§ **Problem statement**
Give again, without any change, everything from the line containing "Reviewer note: check that each instance of the clear" down to the line containing "Target: clear blue sky", both of those lines included.

§ **Material for this task**
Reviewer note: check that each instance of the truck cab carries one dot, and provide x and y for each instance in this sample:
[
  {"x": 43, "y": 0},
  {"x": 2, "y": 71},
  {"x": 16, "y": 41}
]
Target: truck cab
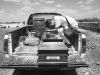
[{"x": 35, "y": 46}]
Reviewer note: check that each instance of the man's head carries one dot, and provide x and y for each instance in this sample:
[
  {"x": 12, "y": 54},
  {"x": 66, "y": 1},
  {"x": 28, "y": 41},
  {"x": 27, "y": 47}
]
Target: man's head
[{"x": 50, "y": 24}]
...
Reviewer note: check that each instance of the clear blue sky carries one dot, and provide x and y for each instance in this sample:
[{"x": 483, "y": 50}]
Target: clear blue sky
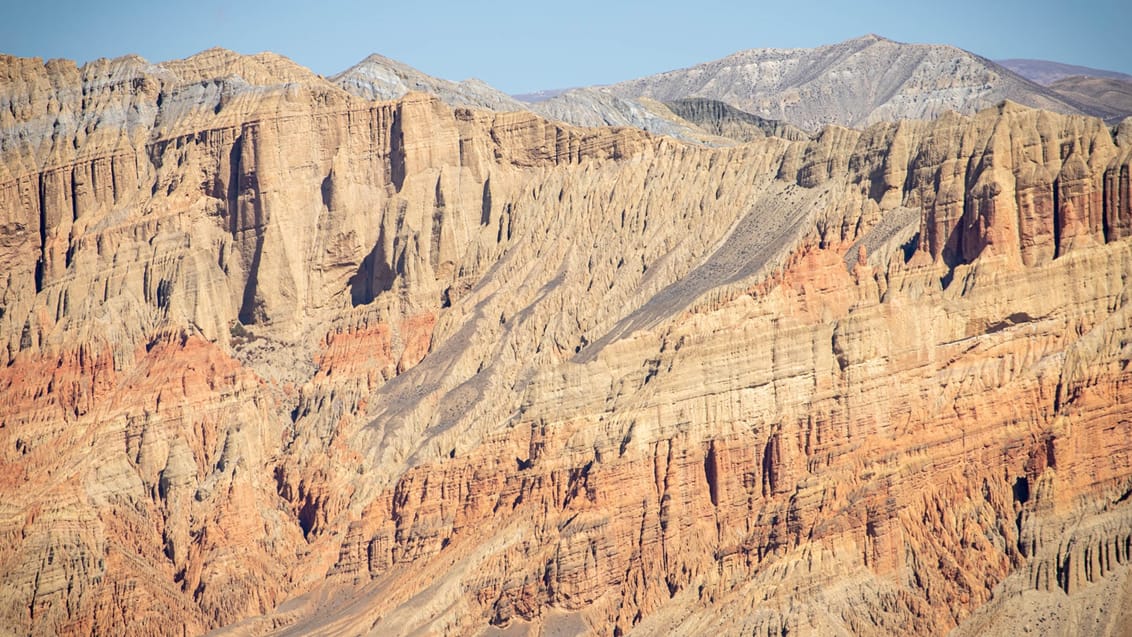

§ **The result**
Reviewer note: check that each instance of the clear blue sky carries one dot, and provide x and y for each instance in this sample:
[{"x": 483, "y": 50}]
Target: clear blue sky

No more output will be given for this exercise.